| Entries shown |
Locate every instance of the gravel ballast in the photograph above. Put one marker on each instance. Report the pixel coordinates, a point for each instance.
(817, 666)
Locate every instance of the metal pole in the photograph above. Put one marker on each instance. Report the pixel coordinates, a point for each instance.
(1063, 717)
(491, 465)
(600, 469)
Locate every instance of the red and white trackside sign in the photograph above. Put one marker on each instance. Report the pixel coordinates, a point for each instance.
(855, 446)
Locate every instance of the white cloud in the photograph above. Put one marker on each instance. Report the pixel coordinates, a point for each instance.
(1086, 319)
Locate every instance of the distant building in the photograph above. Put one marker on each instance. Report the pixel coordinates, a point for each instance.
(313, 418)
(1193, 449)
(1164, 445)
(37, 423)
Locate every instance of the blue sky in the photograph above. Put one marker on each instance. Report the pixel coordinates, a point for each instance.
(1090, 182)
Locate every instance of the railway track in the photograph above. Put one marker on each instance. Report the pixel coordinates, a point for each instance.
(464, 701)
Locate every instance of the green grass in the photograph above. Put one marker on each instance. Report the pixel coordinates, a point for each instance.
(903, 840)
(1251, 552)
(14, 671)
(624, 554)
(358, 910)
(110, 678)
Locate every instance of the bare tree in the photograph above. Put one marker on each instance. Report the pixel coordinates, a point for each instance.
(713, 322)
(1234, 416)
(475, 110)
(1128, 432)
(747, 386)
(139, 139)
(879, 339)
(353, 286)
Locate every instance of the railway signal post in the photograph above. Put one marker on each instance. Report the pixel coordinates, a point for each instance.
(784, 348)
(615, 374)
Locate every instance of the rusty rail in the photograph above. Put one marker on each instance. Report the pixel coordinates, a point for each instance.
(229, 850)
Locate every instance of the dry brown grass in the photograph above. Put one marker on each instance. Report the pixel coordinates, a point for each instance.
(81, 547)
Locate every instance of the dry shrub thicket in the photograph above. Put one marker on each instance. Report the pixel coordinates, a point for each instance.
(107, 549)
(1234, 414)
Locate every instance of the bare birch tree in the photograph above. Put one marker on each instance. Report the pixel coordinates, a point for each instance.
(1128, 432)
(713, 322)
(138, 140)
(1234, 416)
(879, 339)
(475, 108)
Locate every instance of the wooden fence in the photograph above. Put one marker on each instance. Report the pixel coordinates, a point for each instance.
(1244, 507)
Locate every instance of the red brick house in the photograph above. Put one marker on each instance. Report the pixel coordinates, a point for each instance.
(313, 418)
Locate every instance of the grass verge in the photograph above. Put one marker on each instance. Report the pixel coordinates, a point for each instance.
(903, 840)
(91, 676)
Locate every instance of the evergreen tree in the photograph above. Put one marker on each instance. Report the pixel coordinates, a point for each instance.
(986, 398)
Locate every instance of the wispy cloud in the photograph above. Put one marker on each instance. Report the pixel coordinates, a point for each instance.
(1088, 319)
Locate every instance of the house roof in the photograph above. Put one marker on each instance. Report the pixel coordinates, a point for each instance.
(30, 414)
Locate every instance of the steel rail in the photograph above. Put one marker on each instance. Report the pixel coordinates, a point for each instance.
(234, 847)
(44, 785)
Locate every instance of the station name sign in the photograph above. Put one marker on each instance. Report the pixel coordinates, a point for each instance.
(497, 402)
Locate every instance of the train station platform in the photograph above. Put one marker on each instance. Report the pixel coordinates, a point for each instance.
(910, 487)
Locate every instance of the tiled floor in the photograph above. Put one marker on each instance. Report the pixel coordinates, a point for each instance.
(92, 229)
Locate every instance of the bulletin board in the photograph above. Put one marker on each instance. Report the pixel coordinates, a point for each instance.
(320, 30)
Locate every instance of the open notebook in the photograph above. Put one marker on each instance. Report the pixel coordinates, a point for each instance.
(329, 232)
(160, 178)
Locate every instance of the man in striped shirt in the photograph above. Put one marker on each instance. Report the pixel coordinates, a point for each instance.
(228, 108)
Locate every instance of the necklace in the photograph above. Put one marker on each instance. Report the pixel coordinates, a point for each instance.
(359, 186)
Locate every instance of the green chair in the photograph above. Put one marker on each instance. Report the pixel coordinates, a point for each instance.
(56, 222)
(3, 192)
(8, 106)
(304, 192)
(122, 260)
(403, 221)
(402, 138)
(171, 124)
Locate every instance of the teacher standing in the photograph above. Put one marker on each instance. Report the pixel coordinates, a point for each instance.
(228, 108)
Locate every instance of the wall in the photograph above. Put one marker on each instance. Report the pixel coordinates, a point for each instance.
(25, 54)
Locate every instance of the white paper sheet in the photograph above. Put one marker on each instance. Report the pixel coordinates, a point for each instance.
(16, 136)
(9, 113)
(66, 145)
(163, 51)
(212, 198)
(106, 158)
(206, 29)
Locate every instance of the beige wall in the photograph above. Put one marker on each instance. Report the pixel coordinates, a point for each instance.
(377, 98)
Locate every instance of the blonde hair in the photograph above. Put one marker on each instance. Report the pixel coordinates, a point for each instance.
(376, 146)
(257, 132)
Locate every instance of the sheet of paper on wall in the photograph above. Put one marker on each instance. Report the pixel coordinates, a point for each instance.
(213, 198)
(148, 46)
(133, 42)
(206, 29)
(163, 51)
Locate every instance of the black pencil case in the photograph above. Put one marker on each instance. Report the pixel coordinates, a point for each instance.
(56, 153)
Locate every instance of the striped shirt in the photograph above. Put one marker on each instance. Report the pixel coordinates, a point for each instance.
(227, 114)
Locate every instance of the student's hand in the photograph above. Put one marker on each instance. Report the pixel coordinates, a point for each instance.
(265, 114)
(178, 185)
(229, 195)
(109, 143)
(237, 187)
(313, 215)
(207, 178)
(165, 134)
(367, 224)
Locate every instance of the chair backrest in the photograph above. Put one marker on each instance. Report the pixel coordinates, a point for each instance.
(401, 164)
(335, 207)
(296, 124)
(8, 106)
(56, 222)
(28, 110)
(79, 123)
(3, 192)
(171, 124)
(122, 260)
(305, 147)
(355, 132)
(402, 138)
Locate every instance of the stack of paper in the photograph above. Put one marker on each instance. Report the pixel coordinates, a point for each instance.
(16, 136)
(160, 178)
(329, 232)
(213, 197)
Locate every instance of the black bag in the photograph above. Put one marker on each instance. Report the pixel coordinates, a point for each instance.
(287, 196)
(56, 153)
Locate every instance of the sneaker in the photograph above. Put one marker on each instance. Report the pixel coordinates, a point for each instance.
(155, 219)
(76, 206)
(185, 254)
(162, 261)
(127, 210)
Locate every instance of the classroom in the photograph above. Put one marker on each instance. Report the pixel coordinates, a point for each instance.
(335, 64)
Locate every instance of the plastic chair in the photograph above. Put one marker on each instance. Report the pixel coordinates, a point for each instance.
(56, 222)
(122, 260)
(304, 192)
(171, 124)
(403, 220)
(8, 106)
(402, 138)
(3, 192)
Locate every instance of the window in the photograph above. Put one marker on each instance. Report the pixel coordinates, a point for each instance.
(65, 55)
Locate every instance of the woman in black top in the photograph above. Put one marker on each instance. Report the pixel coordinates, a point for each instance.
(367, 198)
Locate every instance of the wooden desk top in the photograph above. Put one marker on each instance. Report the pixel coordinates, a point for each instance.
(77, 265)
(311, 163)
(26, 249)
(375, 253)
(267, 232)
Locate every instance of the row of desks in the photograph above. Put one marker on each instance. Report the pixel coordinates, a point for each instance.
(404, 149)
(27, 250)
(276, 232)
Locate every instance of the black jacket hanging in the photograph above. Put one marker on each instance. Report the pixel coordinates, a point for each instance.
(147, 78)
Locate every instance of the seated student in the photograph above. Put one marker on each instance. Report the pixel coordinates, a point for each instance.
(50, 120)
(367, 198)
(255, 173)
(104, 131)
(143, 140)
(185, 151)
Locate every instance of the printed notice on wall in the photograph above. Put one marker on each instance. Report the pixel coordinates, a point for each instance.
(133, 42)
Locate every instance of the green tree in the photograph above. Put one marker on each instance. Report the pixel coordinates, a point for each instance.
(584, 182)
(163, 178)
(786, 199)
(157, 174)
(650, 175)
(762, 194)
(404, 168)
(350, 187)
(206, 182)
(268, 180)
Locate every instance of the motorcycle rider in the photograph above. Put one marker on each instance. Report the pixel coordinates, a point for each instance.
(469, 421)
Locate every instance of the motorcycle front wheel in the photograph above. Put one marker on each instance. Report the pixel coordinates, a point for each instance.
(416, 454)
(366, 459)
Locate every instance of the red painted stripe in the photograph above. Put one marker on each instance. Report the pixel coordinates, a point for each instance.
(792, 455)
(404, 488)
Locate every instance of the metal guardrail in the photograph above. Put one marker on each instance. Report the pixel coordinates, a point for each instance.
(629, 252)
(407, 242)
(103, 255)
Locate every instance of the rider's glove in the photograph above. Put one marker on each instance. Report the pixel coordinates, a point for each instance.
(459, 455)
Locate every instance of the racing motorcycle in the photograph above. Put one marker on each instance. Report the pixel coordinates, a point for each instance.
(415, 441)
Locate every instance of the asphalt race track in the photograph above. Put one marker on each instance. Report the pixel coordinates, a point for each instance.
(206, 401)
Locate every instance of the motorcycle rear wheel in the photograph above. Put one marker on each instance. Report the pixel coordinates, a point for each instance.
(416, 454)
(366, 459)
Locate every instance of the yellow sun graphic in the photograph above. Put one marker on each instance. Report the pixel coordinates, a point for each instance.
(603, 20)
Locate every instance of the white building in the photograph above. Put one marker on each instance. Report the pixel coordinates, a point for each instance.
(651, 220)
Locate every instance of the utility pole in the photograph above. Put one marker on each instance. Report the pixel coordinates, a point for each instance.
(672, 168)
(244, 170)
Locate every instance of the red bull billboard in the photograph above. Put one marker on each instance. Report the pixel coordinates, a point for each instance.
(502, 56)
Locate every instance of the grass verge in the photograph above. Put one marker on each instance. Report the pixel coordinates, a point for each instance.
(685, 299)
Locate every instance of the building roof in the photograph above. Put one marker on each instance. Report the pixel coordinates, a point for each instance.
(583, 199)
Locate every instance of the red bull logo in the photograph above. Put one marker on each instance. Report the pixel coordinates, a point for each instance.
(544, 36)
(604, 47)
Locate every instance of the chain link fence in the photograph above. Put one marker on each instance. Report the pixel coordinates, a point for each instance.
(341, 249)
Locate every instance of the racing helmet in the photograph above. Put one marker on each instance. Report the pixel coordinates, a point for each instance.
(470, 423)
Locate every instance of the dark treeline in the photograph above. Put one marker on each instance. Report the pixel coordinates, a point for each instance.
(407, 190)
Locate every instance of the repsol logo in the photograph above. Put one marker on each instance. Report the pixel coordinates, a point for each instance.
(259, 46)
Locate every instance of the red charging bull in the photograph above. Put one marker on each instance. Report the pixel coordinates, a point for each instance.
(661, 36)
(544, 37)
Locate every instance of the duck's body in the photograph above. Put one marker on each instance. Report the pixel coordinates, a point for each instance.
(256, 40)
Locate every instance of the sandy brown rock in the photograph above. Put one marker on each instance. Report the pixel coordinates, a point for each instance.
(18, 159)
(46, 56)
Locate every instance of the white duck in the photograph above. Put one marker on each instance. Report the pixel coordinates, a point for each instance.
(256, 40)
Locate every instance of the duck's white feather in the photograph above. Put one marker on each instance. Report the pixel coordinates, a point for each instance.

| Stated exercise |
Output the section of the items that opens with the line containing "Locate every instance of the dry shrub" and closes with the line containing "(1234, 414)", both lines included, as a Markdown table with the columns Row and Line. Number each row and omit blank lines.

| Exercise solution |
| Row | Line |
|---|---|
| 1 | Locate every instance of the dry shrub thicket in the photograph above. Put one marker on each instance. Report the pixel coordinates, a point for each instance. |
| 2 | (107, 549) |
| 3 | (1234, 414) |